→ To be done:
Copy the records below exactly, omitting any pictures they contain.

[Location annotation dataset excerpts]
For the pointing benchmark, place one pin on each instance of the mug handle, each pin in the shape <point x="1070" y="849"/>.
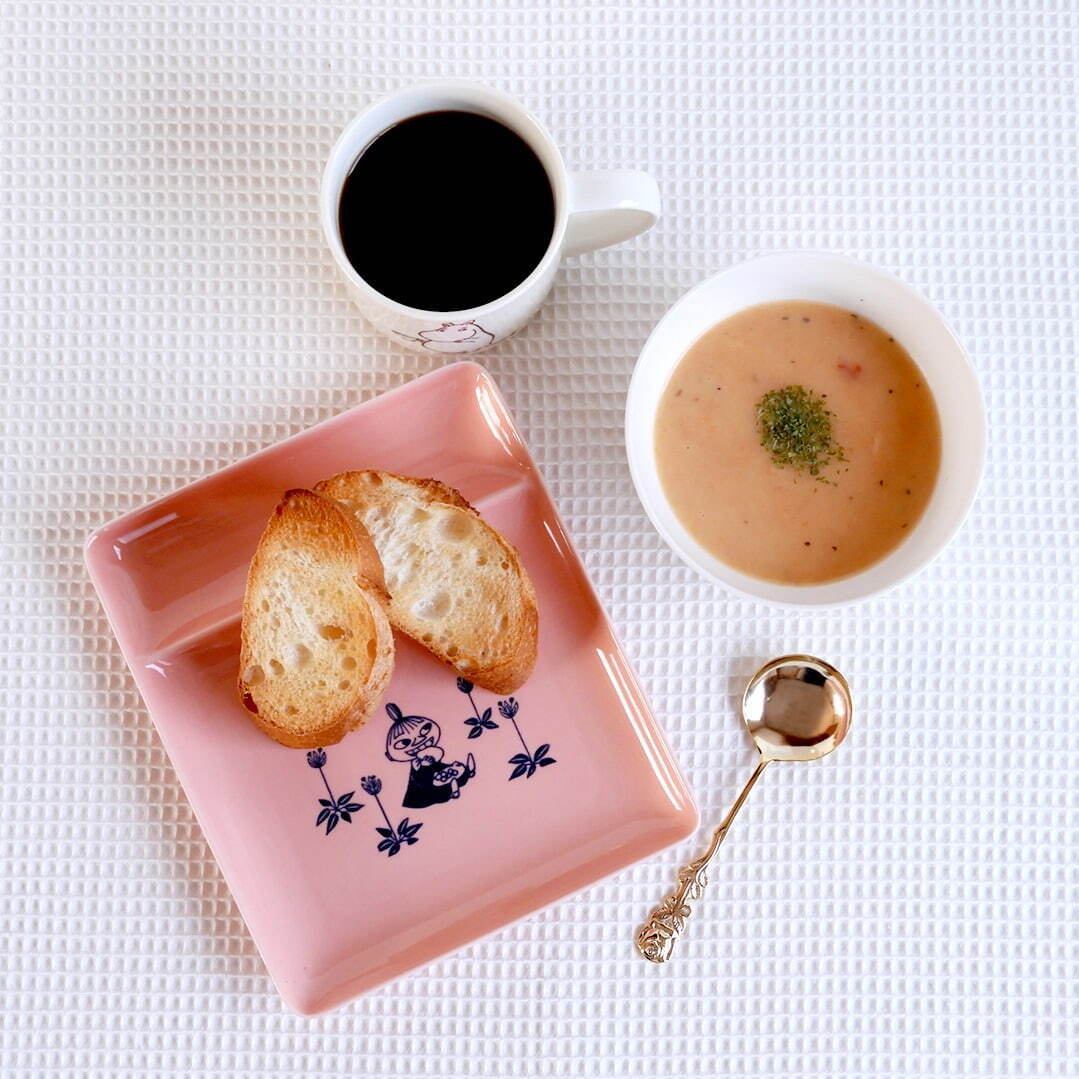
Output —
<point x="609" y="207"/>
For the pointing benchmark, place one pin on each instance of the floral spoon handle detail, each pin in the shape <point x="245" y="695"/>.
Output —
<point x="655" y="939"/>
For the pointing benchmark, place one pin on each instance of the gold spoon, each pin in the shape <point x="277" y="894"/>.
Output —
<point x="795" y="708"/>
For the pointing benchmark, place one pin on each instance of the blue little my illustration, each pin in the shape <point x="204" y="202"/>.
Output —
<point x="415" y="739"/>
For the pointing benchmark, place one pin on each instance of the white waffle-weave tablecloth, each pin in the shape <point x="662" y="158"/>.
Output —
<point x="907" y="907"/>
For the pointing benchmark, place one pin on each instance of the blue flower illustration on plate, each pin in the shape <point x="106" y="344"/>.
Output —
<point x="480" y="721"/>
<point x="393" y="838"/>
<point x="527" y="763"/>
<point x="335" y="808"/>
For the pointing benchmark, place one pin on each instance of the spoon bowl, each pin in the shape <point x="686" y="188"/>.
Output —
<point x="796" y="708"/>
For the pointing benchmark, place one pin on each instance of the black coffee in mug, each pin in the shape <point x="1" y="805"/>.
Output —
<point x="446" y="212"/>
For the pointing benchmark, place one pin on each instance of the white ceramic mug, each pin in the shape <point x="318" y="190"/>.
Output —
<point x="591" y="210"/>
<point x="855" y="286"/>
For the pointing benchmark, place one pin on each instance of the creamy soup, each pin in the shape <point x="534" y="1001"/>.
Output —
<point x="797" y="442"/>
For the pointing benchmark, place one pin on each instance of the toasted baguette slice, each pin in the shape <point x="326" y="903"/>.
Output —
<point x="454" y="584"/>
<point x="316" y="645"/>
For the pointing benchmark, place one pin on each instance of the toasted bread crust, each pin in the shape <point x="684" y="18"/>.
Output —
<point x="511" y="654"/>
<point x="289" y="705"/>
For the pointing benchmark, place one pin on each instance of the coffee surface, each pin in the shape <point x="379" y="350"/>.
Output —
<point x="446" y="212"/>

→ Result of this task:
For the pointing benchmark, place one pin on each instance of the mug handle, each pin in the shape <point x="1070" y="849"/>.
Output —
<point x="609" y="207"/>
For the pointing benchmark, place one pin on each instance of the floral spoon handle detail, each pin in the shape <point x="245" y="695"/>.
Output —
<point x="655" y="939"/>
For the pointing benchmark, place one pin on each instance of the gold spoon, each pin in the shape <point x="277" y="894"/>.
Output —
<point x="795" y="708"/>
For the pointing benchmark, place one pin on each instance of the blue little my illustration, each pin in the shape <point x="204" y="202"/>.
Output —
<point x="415" y="739"/>
For the pointing benchmark, place one pin on each instance of the white waffle-weave tablecloth, each pin in the shape <point x="662" y="158"/>.
Output —
<point x="907" y="907"/>
For the pointing benchmark, place one pin on each instance of the blue flower illustration on plate, each pin in the shape <point x="106" y="344"/>.
Output —
<point x="480" y="721"/>
<point x="393" y="838"/>
<point x="527" y="763"/>
<point x="335" y="808"/>
For the pointing benchmark, place one pin on each instance of the spoon bowl, each pin in the shape <point x="686" y="188"/>.
Output —
<point x="796" y="708"/>
For the pointing benchmark, place one pin on each instance of the black coffee in mug, each pin in the shape <point x="1" y="805"/>.
Output —
<point x="446" y="212"/>
For the pointing benchmark, place one pin on each instance of the white ceramic mug, each pin in the shape <point x="318" y="190"/>.
Output —
<point x="591" y="210"/>
<point x="855" y="286"/>
For the pointing benchmark, place one pin on each instance of the creamy soup, each pin in the shape <point x="534" y="1001"/>.
Output —
<point x="797" y="442"/>
For the pointing benchmark, place one pin on each instance of the toasted baguette slice, each pin in the shape <point x="326" y="903"/>.
Output —
<point x="454" y="584"/>
<point x="316" y="645"/>
For the pointing benchmark, place one pin on each instance of the toasted bread crust, each pin in the shape <point x="684" y="18"/>.
Output —
<point x="511" y="654"/>
<point x="289" y="705"/>
For the pointing benchmark, place one pin on each instance of the coffee surface, each pin in the shape <point x="379" y="350"/>.
Output —
<point x="446" y="212"/>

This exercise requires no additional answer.